Your goal: Write out all entries word for word.

+++ Records shown +++

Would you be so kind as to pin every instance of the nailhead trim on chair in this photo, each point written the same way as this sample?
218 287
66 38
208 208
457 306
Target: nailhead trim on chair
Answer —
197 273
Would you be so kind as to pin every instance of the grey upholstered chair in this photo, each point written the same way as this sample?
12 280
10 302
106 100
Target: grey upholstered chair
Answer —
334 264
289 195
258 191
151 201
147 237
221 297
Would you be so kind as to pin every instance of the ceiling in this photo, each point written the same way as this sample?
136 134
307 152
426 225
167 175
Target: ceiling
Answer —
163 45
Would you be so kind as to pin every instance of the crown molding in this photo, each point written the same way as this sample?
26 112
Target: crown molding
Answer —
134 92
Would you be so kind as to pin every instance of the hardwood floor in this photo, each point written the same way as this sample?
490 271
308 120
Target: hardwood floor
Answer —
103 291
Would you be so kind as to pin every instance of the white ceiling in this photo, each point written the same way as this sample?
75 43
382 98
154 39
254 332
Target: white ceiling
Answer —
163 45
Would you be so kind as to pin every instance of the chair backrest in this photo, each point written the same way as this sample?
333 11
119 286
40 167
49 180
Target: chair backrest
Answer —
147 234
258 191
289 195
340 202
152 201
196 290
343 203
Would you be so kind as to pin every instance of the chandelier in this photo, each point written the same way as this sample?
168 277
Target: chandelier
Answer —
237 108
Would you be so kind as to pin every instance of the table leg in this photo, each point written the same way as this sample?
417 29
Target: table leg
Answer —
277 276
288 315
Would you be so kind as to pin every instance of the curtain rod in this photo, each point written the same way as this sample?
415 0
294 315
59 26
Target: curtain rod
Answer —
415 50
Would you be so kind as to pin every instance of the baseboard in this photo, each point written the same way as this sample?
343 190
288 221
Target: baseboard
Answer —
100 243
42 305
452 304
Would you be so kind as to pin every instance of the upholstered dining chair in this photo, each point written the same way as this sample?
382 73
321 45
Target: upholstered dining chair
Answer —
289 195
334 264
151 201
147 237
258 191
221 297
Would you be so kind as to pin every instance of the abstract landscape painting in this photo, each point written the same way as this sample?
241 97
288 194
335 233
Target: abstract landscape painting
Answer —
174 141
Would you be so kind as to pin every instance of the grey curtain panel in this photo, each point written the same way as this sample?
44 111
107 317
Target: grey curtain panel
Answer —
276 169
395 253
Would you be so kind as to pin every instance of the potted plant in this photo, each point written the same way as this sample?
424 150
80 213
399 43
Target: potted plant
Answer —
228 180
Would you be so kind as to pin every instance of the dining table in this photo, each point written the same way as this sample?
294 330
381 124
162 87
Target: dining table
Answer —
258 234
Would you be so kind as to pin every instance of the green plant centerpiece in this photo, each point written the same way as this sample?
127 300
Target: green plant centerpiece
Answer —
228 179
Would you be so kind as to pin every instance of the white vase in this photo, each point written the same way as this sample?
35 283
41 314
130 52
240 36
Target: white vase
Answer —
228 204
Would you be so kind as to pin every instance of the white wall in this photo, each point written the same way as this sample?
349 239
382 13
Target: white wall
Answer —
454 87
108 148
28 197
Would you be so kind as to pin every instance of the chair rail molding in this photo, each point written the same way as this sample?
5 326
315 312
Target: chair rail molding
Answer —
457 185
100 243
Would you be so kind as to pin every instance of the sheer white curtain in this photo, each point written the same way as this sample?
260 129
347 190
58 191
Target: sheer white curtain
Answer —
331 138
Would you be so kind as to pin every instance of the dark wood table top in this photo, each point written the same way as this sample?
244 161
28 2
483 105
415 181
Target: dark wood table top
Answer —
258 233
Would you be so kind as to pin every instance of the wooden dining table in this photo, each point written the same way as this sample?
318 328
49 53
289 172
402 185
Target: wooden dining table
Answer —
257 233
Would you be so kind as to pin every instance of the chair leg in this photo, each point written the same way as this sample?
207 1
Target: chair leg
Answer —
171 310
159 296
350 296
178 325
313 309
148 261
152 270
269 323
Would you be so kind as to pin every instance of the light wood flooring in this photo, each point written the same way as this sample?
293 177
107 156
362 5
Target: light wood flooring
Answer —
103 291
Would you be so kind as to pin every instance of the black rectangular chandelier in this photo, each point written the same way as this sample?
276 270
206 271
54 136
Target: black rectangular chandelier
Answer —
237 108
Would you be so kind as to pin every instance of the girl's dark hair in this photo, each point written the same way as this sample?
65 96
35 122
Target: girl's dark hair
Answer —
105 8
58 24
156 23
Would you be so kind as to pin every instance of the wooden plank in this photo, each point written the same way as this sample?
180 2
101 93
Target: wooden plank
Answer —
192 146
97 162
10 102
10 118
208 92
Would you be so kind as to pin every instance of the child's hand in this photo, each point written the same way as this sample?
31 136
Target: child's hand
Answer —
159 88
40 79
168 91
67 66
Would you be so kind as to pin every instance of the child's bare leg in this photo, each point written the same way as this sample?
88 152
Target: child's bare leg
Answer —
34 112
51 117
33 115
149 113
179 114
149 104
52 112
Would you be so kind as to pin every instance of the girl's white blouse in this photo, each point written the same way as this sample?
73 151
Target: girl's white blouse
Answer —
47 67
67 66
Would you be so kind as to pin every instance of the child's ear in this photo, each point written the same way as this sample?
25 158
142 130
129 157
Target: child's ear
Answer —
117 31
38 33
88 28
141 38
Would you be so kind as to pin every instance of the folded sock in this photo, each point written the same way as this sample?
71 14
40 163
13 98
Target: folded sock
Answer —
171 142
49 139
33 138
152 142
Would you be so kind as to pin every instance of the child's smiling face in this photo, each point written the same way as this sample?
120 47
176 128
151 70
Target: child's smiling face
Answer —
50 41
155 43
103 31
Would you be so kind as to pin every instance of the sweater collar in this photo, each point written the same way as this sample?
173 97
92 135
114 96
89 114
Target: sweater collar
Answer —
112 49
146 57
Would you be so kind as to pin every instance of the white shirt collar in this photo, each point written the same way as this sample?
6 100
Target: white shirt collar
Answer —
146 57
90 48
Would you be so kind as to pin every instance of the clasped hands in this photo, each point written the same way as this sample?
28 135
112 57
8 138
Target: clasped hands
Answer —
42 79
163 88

+++

Exercise output:
Would you be so kind as to pin every instance of the nailhead trim on chair in this photo, each point written the same way as this sample?
218 287
66 38
208 208
457 306
Target: nailhead trim on chair
Answer —
197 273
Would you be so kind as to pin every instance of the grey upholstered chair in this photo, each point written the same way as this sample?
12 280
10 302
106 100
Target: grey upholstered chair
Answer —
334 264
289 195
258 191
151 201
147 237
221 297
Would you be so kind as to pin every instance of the ceiling in this photo, each point written the same way as this sample?
136 134
307 152
426 225
167 175
Target: ceiling
Answer —
163 45
Would you be so kind as to pin every instance of the crown molding in this photo, each point written the same way as this sample?
26 112
Target: crown molding
Answer —
134 92
Would you be so kind as to pin every instance of the hardwood floor in this photo, each point written the same way as this sample?
490 271
308 120
Target: hardwood floor
Answer —
103 291
Would you be so kind as to pin every instance of the white ceiling in this photo, each point written the same way as this sample?
75 43
382 98
154 39
254 332
Target: white ceiling
Answer —
163 45
Would you be so kind as to pin every instance of the chair backrest in this photo, each point written the same way as this sample?
333 11
119 286
40 167
49 180
Target: chair backrest
Answer —
147 234
258 191
289 195
340 202
152 201
196 290
343 203
Would you be so kind as to pin every instance of the chandelier in this photo, each point written the same way as this sample?
168 277
Target: chandelier
Answer —
237 108
Would you be so kind as to pin every instance of the table leg in this photo, each point written the same way as this sample?
417 29
Target: table leg
Answer —
277 276
288 315
Would you be so kind as to pin every instance of the curtain rod in this photo, each point written the same way as this sample?
415 0
294 315
59 26
Target: curtain rod
Answer —
415 50
Would you be so kind as to pin every instance of the baseboard in this photo, each point written the same way as this sample?
343 190
288 221
Target: baseboard
Answer —
100 243
42 305
452 304
Would you be so kind as to pin every instance of the upholstered dining chair in this photo, each point written the same way as this sample?
382 73
321 45
Target: upholstered dining chair
Answer —
289 195
334 264
151 201
147 237
258 191
221 297
Would you be so kind as to pin every instance of the abstract landscape painting in this photo, each point written the same way as this sample?
241 97
288 194
335 233
Target: abstract landscape painting
Answer —
174 141
Would you be so kind as to pin every instance of the grey curtain panel in this photo, each point written the same way as this sample?
44 111
107 317
Target: grey curtain panel
Answer —
276 169
395 253
Would you be so kind as to pin every instance of the potted plant in this photo, each point written the same way as this sample?
424 150
80 213
399 43
Target: potted plant
Answer —
228 180
Would you be so kind as to pin every instance of the dining table in this photo, each point written the same way as this sample?
294 330
381 124
162 87
Target: dining table
Answer —
258 234
Would you be so kind as to pin every instance of the green plant centerpiece in this photo, each point written the same way as this sample?
127 300
Target: green plant centerpiece
Answer —
228 179
Would you be so kind as to pin every instance of the white vase in this photo, each point written the same way as this sample?
35 283
41 314
130 52
240 36
Target: white vase
Answer —
228 204
Would you be so kind as to pin every instance of the white wall in this photo, each point written the same way as this sample?
349 239
382 13
Target: white wall
Answer —
454 87
108 148
28 197
Would you be so kind as to pin every instance of the chair rail molding in this photo, each point written the same way as this sample?
5 326
315 312
Target: chair rail molding
Answer —
457 185
100 243
Would you be so kind as to pin every instance of the sheer white curtain in this photo, each point written the same way as this sample?
260 129
347 190
58 191
Target: sheer white curtain
Answer —
331 138
Would you be so kind as to pin every instance of the dark wood table top in this photo, each point written the same way as this sample?
244 161
28 2
483 105
415 181
Target: dark wood table top
Answer —
258 233
Would you be so kind as to pin every instance of the wooden dining table in this photo, each point written the same way as this sample?
318 328
49 53
289 172
402 185
Target: wooden dining table
Answer —
257 233
Would you be so kind as to pin every instance of the chair leg in this photo, each point written the same way as this sample?
207 1
Target: chair leg
Answer —
171 310
159 296
350 296
178 325
313 309
148 261
152 270
269 323
Would you be so kind as to pin every instance of the light wood flooring in this photo, each point written the same way as this sample?
293 177
107 156
362 5
Target: light wood flooring
Answer —
103 291
Would you be so kind as to pin every instance of the black rectangular chandelier in this photo, each point written the same way as this sample?
276 270
206 271
54 136
Target: black rectangular chandelier
Answer —
237 108
Would you be so kind as to pin every instance of the girl's dark hair in this photo, each point written the same way as this sample?
65 96
35 122
Target: girl's dark hair
Answer —
105 8
58 24
156 23
Would you be so kind as to pin every instance of the wooden plank in this photo, each point written the same way as this sample?
180 2
101 93
Target: wooden plank
Answer —
192 146
97 162
10 102
10 118
208 92
Would you be so kind as to pin every instance of the child's hand in this photo, each point written the same way as this sample?
31 136
Target: child's hand
Answer —
159 88
40 79
168 91
67 66
Would you be so kind as to pin every instance of the child's bare leg in this photo, each point written the same way as this sample?
88 152
Target: child's bare leg
Answer —
34 112
51 117
33 115
149 113
179 114
149 104
52 112
Would you be so kind as to pin every instance of the girl's white blouse in this photo, each point written the same way as this sample?
73 151
Target: girl's white blouse
Answer —
47 67
67 66
Would you be so kind as to pin every instance of the child's ear in this photo, each point written the same way as this sample?
25 158
142 130
129 157
Target: child's ear
Answer —
117 31
38 33
88 28
141 38
Would you be so kind as to pin every instance of the folded sock in this photo, each point written the same way as this sample?
71 14
40 163
13 98
Target: folded sock
Answer —
171 142
49 139
33 138
152 142
Would you be so kind as to pin every instance of the child's smiling face in this photo, each point written the same way as this sample?
120 47
176 128
151 70
Target: child's smiling face
Answer —
50 41
155 43
103 31
Would you be so kind as to pin every instance of the sweater collar in this photo, each point written the same way as this sample?
173 97
92 135
114 96
89 114
Target: sweater collar
Answer —
112 49
146 57
Would you be so kind as to pin every instance of the white shirt collar in this photo, each point written the same way as this sample?
6 100
Target: white shirt collar
Answer —
146 57
90 48
Would you be so kind as to pin every instance of the clasped hands in this photo, each point written the same way as this sample?
28 135
112 57
8 138
Target: clasped hands
Answer —
42 79
163 88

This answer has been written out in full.